RECORD EXTRACTS>
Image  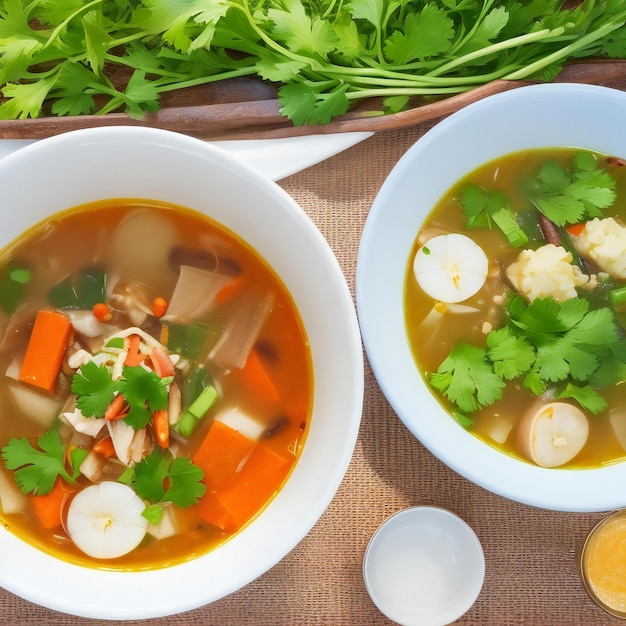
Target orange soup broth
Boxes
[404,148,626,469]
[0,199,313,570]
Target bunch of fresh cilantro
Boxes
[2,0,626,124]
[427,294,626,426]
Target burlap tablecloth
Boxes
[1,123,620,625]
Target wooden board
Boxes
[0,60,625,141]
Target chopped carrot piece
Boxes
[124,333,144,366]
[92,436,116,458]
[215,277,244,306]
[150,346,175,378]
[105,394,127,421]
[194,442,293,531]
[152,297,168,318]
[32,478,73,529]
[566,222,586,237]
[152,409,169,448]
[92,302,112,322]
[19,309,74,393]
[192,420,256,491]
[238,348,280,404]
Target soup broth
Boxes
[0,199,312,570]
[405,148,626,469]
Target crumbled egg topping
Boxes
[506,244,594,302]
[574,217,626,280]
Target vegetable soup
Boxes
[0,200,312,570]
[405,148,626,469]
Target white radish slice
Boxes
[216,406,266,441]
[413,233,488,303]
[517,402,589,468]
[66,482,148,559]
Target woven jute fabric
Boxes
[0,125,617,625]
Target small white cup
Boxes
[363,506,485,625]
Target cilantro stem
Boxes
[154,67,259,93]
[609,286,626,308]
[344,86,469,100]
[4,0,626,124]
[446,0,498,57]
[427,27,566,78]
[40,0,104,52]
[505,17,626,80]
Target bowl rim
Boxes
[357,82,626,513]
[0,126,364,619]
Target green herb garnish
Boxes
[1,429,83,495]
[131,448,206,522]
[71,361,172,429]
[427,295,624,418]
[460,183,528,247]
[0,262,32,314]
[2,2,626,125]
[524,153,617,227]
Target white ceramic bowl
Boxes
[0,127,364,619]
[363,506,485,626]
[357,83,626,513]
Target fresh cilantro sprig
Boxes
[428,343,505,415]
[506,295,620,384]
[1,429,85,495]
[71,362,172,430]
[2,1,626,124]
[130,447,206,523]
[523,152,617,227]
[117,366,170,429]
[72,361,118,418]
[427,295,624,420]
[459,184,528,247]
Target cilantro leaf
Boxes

WORK REQUEST>
Leaving out the pictures, print every record exactly as written.

OUTPUT BELOW>
Image  
Target orange soup broth
Boxes
[404,148,626,469]
[0,199,313,570]
Target bunch of fresh cilantro
Boxes
[2,0,626,124]
[427,294,626,426]
Target burlap tablecloth
Boxes
[1,123,620,625]
Target wooden board
Boxes
[0,60,625,141]
Target chopped carrot piece
Boxes
[124,333,144,366]
[92,436,116,458]
[215,277,244,306]
[150,346,175,378]
[105,394,127,421]
[194,442,293,531]
[152,297,168,318]
[32,478,73,529]
[566,222,586,237]
[152,409,169,448]
[92,302,112,322]
[19,309,74,393]
[192,420,256,491]
[238,348,280,404]
Target soup broth
Boxes
[0,199,312,570]
[405,148,626,469]
Target crumbled egg topping
Boxes
[506,244,594,302]
[574,217,626,280]
Target vegetable soup
Boxes
[0,200,312,570]
[405,148,626,469]
Target white radish slice
Boxes
[216,406,266,441]
[413,233,488,303]
[517,402,589,468]
[66,482,148,559]
Target woven jute fabric
Boxes
[0,125,617,625]
Target small white cup
Boxes
[363,506,485,625]
Target cilantro stem
Boxes
[154,67,259,93]
[609,286,626,308]
[344,86,469,100]
[4,0,626,124]
[446,0,498,57]
[427,27,566,78]
[40,0,104,52]
[505,17,626,80]
Target bowl rim
Boxes
[357,82,626,513]
[0,126,364,619]
Target green herb garnish
Boxes
[1,429,83,495]
[131,448,206,522]
[71,361,172,429]
[427,295,624,418]
[460,183,528,247]
[0,262,32,314]
[2,2,626,125]
[524,153,617,227]
Target white ceramic bowl
Boxes
[0,127,364,619]
[363,506,485,626]
[357,83,626,513]
Target fresh cilantro sprig
Boxes
[428,343,505,415]
[506,295,620,384]
[1,429,85,495]
[71,362,172,430]
[2,1,626,124]
[130,447,206,523]
[523,152,617,227]
[117,366,170,429]
[72,361,118,418]
[427,295,624,420]
[459,184,528,247]
Target cilantro leaf
Boxes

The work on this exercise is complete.